• [Short task 1] Print everything in the speech on Senate filibuster reform from "This is highly" down to "executive branch nominee.", with no changes.

• [Document segment]
····················

This is highly unusual. Normally, Washington is immobilized by 
senators.''
  Sadly, Gail Collins is right. The unprecedented abuse of Senate rules 
by Republicans has overwhelmed the legislative process. The same week 
that Washington saw a large snow storm shut down the city and close the 
Federal Government, we saw the unprecedented action of a minority 
blocking Senate confirmation of every single executive branch nominee. 
Last week, we saw Republicans require the Senate to debate for 30 hours 
one Department of Labor nominee in lieu of conducting other business 
and I use the term ``debate'' generously since during that time one 
Member spoke in opposition to her confirmation. This Congress, we have 
seen the minority require the Senate clerk to read lengthy bills out 
loud. And, most significantly, the minority has used the filibuster at 
an unheard of level in the history of this body.
  The U.S. Senate cannot continue to function this way. That is why 
today I am introducing a bill to change the Standing Rules of the 
Senate to reform the cloture procedure in the U.S. Senate. I am 
introducing this bill as a member of the majority party in the Senate. 
I note, however, that this bill is identical to the one I first 
introduced in 1995, when I was a member of the minority party in the 
Senate. So this legislation is not about one party or the other gaining 
an advantage. It is about the Senate as an institution operating more 
fairly, effectively, and democratically.
  I will explain the details of my proposal shortly. But first I would 
like to provide some historical background.
  In 1995, for the first time in 8 years I found myself a member of the 
minority party in the Senate. At the beginning of that Congress, 
although Republicans outnumbered Democrats 53 to 47, I introduced 
legislation to change the Senate rules regarding the filibuster. My 
plan would have ensured ample debate and deliberation--the original 
purpose of the filibuster--but it would have allowed a bill, over time, 
to be passed by a simple majority vote. Unfortunately, my proposal did 
not pass.
  In the intervening years, it has become even more apparent that for 
our government to properly function, we must reform and curb the use of 
the filibuster.
  I readily acknowledge, changing the Senate rules is a tall order; and 
my goal is not to change the rules halfway through the 111th Congress.

····················

Coordinate annotation records:
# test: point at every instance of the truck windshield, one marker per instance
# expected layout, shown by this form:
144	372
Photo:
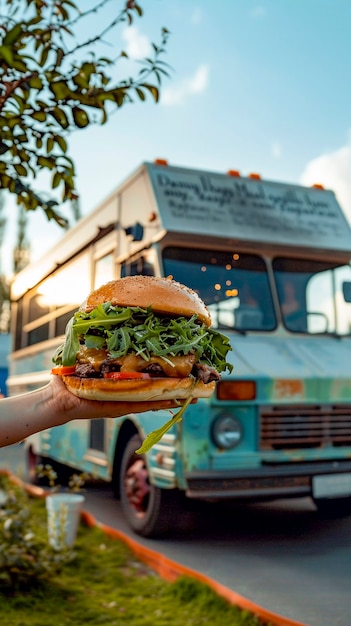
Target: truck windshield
314	296
234	286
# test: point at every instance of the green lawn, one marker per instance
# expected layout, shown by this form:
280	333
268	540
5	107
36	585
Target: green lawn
105	584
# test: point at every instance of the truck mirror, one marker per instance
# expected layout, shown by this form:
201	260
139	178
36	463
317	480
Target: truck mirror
346	290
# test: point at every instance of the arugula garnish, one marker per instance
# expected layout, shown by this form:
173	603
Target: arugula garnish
156	435
139	331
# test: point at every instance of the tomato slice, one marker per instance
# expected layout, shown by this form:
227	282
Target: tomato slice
126	375
64	370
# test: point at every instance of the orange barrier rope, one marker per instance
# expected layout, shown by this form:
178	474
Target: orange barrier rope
166	568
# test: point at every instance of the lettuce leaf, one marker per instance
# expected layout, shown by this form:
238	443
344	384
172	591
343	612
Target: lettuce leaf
124	330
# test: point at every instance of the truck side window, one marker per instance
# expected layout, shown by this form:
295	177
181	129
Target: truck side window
234	286
137	266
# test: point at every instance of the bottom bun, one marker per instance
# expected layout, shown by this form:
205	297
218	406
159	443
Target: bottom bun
138	390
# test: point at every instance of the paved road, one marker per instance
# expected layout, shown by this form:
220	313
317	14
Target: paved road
279	555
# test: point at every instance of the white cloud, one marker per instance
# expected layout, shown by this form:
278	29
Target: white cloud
137	45
196	16
333	171
258	12
276	150
196	84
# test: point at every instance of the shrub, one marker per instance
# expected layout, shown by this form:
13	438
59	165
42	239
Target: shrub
26	558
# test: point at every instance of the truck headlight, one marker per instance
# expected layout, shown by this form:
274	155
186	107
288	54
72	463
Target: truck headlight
226	431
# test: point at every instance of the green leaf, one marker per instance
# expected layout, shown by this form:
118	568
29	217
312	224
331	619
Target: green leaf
20	169
80	117
153	90
12	35
40	116
156	435
35	82
60	117
56	179
50	144
61	142
7	54
60	89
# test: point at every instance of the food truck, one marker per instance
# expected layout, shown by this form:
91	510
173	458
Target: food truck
271	260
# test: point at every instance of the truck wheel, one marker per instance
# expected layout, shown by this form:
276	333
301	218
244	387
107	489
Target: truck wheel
333	507
150	511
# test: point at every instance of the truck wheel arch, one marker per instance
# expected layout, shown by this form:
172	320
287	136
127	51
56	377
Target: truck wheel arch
126	431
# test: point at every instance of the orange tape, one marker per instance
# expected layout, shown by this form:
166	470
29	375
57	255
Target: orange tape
166	568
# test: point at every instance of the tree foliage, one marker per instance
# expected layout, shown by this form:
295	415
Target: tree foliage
51	85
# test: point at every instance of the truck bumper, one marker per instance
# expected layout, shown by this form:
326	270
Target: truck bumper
267	481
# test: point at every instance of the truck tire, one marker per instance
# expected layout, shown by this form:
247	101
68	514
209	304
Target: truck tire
333	507
149	510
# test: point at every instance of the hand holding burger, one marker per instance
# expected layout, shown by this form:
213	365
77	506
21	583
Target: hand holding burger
142	338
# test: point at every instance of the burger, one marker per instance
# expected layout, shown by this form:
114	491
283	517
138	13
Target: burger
142	338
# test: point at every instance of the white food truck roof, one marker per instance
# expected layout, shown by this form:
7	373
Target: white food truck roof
247	208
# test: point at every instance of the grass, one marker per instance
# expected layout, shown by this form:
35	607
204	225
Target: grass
106	585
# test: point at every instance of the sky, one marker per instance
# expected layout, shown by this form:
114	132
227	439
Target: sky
255	85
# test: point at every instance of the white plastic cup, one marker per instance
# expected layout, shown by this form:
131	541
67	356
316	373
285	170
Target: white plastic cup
63	511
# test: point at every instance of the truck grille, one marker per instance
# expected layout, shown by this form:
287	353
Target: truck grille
304	426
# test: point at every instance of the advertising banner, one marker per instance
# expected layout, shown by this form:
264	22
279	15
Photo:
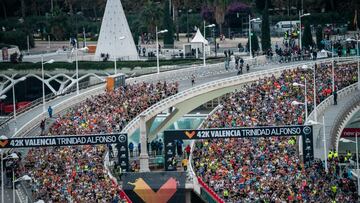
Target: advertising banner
53	141
155	187
171	136
350	132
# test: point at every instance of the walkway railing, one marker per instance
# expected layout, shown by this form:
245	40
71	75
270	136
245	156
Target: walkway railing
343	118
207	87
48	97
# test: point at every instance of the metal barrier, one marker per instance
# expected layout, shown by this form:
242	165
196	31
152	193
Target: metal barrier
48	97
343	118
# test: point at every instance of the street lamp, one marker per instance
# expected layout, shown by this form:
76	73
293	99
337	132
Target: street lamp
305	67
115	68
358	54
187	24
205	26
251	20
357	157
77	65
14	102
157	48
305	102
311	122
42	76
300	16
11	156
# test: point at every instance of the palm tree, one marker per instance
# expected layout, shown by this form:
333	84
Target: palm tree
151	14
220	11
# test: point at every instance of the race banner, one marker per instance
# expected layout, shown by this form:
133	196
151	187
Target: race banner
155	187
171	136
350	132
53	141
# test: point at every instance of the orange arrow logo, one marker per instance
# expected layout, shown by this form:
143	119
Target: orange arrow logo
190	134
3	143
163	195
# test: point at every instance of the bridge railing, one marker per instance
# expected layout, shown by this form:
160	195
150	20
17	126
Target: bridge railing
48	97
343	117
236	80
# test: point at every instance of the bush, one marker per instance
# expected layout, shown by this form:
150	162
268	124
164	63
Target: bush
18	38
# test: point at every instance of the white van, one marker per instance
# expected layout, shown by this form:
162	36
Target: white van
283	26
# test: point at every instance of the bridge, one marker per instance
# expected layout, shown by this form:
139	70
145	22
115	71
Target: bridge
182	103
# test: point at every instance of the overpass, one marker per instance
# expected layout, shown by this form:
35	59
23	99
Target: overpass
186	101
30	118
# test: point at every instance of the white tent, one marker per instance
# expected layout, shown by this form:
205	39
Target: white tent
199	38
197	44
115	36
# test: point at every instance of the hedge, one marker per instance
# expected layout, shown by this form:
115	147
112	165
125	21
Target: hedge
91	65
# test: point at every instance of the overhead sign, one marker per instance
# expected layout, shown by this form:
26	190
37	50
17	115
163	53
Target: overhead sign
241	132
52	141
155	187
171	136
350	132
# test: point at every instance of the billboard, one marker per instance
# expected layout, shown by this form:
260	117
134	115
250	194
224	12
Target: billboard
171	136
120	140
155	187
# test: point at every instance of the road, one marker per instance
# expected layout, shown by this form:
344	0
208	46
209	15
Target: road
184	83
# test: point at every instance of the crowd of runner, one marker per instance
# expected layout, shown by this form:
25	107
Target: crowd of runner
268	169
63	174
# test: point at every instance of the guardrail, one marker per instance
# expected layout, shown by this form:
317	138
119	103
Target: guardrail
207	87
345	114
329	101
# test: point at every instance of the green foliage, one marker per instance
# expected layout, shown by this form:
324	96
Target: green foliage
265	29
168	24
254	42
18	38
307	39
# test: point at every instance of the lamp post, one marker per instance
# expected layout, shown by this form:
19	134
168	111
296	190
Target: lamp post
42	77
2	97
11	156
115	67
14	102
204	55
358	54
157	48
311	122
300	16
305	67
251	20
357	157
187	24
77	65
305	102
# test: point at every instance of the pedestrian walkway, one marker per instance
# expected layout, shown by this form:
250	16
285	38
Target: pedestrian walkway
330	114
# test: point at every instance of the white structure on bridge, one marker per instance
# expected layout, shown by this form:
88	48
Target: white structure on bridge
115	36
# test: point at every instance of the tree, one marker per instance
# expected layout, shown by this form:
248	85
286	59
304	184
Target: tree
265	28
168	24
319	37
220	10
307	40
150	15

····················

• [Short task 2] List every line of the records that contains the string "tent", treating uppercase and lowercase letters as different.

• [Worked solution 1]
This is highly unusual. Normally, Washington is immobilized by 
senators.''
  Sadly, Gail Collins is right. The unprecedented abuse of Senate rules 
by Republicans has overwhelmed the legislative process. The same week 
that Washington saw a large snow storm shut down the city and close the 
Federal Government, we saw the unprecedented action of a minority 
blocking Senate confirmation of every single executive branch nominee.

• [Worked solution 2]
# test: point at every instance of the white tent, one marker per instance
Target: white tent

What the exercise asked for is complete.